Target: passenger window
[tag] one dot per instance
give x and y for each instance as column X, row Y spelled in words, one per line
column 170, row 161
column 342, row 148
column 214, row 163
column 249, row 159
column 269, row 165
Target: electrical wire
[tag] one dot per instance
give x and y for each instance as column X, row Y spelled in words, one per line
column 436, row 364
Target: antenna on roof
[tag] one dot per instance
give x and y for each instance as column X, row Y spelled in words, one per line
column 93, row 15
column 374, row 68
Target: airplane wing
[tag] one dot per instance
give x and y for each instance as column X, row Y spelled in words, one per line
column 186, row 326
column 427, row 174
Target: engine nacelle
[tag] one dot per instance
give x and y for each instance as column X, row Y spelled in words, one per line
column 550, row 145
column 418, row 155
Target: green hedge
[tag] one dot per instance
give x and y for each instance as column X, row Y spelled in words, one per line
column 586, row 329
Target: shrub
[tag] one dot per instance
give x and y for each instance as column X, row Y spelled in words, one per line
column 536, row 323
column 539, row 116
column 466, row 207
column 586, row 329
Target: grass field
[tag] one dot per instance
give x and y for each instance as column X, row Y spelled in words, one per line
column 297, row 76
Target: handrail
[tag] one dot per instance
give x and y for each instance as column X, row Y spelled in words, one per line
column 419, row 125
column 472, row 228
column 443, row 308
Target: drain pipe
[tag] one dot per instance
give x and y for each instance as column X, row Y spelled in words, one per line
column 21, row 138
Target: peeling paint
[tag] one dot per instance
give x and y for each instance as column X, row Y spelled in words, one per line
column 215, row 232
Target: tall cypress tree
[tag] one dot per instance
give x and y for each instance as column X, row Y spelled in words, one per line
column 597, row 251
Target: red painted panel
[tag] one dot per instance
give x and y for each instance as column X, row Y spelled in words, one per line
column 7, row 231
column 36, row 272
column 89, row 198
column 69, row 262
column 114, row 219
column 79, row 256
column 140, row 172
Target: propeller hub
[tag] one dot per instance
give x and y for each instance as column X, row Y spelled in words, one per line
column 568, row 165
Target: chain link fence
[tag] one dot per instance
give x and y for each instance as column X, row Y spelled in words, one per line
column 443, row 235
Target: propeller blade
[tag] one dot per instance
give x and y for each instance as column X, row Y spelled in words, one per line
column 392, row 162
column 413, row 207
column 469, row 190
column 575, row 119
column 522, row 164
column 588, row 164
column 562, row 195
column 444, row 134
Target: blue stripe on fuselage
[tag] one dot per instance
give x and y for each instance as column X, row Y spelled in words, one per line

- **Required task**
Copy out the lines of the records above without any change, starting at the line that contains "Target: red painted panel" and ending after the line that contains "column 568, row 165".

- **Output below**
Target: red painted panel
[tag] one dot per instance
give x and y for each instance as column X, row Y spelled in words, one per line
column 7, row 231
column 36, row 272
column 89, row 198
column 69, row 262
column 114, row 219
column 79, row 256
column 140, row 172
Target: propeller hub
[tag] one dot per instance
give x and y for each instance as column X, row Y spelled in words, one per line
column 568, row 165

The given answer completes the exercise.